→ **ЦЕЛЬ ЗАДАНИЯ 1**: Что, согласно тексту для чтения, аналитики, как правило, утверждают об отношениях женщины с мужчиной?

→ **ТЕКСТ ДЛЯ ЧТЕНИЯ**:
Мы с вами проделали сегодня путь не менее трудный, чем в прошлый раз. В том, что работа эта не напрасна и имеет определенную ценность, вы в дальнейшем сможете убедиться. В качестве легкого намека на предстоящую тему я позволю себе здесь одно замечание, которое покажет вам, какое применение могут наши формулировки найти.
Аналитики утверждают, как правило, что отношения с мужчиной предполагают со стороны женщины своего рода мазохизм. Это одно из тех заблуждений, что зачастую сбивают нас с толку и ставят на практике в безвыходное положение. Если и правда, что отношения женщины с мужчиной носят мазохистский характер, то вовсе не потому, что в отношениях с партнером мазохисты демонстрируют определенные признаки и фантазмы, типичные именно для позиции женщины. Представление о том, будто в отношениях между мужчиной и женщиной именно женщина является тем, кто удары на себя принимает, для мужчины действительно характерно, поскольку позиция женщины так или иначе его затрагивает. Но для того, чтобы позицию субъекта действительно можно было охарактеризовать как принципиально женскую, явно недостаточно того обстоятельства, что мужской субъект отмечает наличие в собственной или в клинической перспективе определенной связи между занятием женской позиции, с одной стороны, и означающим позиции субъекта, имеющим большее или меньшее отношение к мазохизму, с другой.

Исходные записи

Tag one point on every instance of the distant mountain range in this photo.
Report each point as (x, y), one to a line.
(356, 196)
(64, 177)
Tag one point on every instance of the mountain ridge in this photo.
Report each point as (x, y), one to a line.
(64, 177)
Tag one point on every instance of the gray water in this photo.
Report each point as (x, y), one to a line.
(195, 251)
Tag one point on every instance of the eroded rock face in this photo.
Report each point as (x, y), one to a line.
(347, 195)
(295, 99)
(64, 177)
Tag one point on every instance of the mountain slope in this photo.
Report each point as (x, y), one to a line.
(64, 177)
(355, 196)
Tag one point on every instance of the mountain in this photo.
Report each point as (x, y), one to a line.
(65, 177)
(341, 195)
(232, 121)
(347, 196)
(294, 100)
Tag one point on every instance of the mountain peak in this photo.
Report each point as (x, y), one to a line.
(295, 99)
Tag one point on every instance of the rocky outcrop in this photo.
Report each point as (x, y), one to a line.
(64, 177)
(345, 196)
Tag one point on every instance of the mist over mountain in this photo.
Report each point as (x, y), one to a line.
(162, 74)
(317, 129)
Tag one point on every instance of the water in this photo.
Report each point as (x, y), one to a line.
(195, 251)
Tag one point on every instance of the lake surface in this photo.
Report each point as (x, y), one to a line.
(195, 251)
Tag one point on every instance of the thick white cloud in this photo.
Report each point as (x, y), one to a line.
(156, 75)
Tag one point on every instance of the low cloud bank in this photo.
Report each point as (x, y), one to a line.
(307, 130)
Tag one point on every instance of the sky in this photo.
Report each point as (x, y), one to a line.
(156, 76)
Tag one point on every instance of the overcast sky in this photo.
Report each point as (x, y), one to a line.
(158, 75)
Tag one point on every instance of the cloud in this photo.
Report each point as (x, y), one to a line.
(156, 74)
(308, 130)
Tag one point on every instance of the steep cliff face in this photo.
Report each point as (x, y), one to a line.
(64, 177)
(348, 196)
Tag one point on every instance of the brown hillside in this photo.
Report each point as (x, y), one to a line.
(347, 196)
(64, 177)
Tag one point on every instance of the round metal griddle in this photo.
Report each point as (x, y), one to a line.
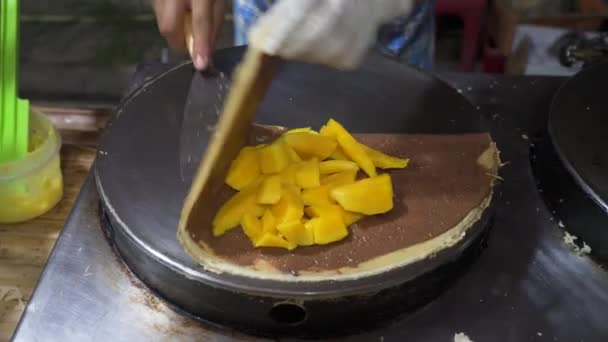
(141, 187)
(572, 159)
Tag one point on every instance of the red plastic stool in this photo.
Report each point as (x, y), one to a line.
(472, 13)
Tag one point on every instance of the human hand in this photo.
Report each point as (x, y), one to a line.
(203, 17)
(337, 33)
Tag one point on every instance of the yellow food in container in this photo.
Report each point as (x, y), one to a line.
(31, 186)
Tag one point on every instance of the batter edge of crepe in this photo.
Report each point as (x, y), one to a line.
(488, 160)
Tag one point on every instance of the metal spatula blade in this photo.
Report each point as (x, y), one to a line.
(201, 112)
(251, 81)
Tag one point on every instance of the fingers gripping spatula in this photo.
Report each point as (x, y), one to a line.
(250, 83)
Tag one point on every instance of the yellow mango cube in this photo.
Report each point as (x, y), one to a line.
(288, 175)
(292, 154)
(340, 178)
(338, 154)
(244, 169)
(270, 190)
(252, 227)
(272, 240)
(309, 145)
(273, 158)
(269, 222)
(307, 174)
(351, 147)
(289, 207)
(327, 229)
(316, 196)
(334, 166)
(230, 214)
(384, 161)
(368, 196)
(295, 233)
(300, 130)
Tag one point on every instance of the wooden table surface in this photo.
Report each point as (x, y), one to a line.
(25, 247)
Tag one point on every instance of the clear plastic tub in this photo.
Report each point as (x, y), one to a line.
(31, 186)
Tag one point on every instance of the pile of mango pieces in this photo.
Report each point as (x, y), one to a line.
(306, 188)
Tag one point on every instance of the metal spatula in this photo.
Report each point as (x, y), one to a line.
(250, 83)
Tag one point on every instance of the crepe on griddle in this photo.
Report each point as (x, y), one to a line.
(438, 198)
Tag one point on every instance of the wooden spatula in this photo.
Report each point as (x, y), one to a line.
(250, 83)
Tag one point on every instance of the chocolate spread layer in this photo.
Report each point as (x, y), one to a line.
(441, 185)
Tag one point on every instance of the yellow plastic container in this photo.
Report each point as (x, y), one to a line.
(31, 186)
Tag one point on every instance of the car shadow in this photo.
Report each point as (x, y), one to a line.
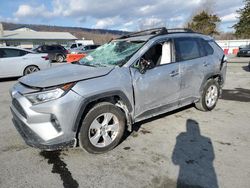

→ **ЦЕЛЬ ЗАДАНИЯ 2**: Оформите в виде нумерованного списка строки записей, начиная со строки с «Tag one point on every instance of the metal spatula blade» и до конца записей включительно, без пустых строк. Изображения в ответ не включайте.

→ **ОТВЕТ 1**: Они утверждают, что эти отношения предполагают со стороны женщины своего рода мазохизм.

→ **ОТВЕТ 2**:
1. Tag one point on every instance of the metal spatula blade in this photo.
2. Report each point as (x, y), one to a line.
3. (201, 112)
4. (251, 81)
5. Tag one point on every instance of the fingers gripping spatula in this photo.
6. Report each point as (x, y), one to a line.
7. (250, 83)
8. Tag one point on every instance of the yellow mango cube in this photo.
9. Report each point as (x, y), one to a line.
10. (288, 175)
11. (292, 154)
12. (340, 178)
13. (338, 154)
14. (244, 169)
15. (270, 190)
16. (252, 227)
17. (272, 240)
18. (309, 145)
19. (273, 158)
20. (269, 222)
21. (307, 174)
22. (351, 147)
23. (289, 207)
24. (327, 229)
25. (316, 196)
26. (334, 166)
27. (230, 214)
28. (384, 161)
29. (368, 196)
30. (295, 233)
31. (300, 130)
32. Tag one point on every instance of the wooden table surface in this photo.
33. Report each point as (x, y), one to a line.
34. (25, 247)
35. Tag one point on every instance of the clear plastic tub in this photo.
36. Report each point as (x, y), one to a line.
37. (31, 186)
38. Tag one point on every instance of the pile of mango pieces in this photo.
39. Report each point as (x, y), one to a line.
40. (306, 188)
41. Tag one point on every instance of the metal spatula in this photo.
42. Report each point as (x, y), one to a line.
43. (250, 83)
44. Tag one point on every instance of the crepe on griddle in this photo.
45. Report each point as (x, y), one to a line.
46. (438, 198)
47. Tag one point on every instance of the wooden spatula in this photo.
48. Report each point as (x, y), one to a line.
49. (250, 83)
50. Tag one point on every instance of the chocolate spread layer in this photo.
51. Report each point as (x, y), one to a line.
52. (441, 185)
53. Tag one point on every instance of the yellow plastic container in this photo.
54. Report each point as (x, y), one to a line.
55. (31, 186)
56. Tag one point on every instance of the car shadow in this photo.
57. Report each point as (x, y), one to a line.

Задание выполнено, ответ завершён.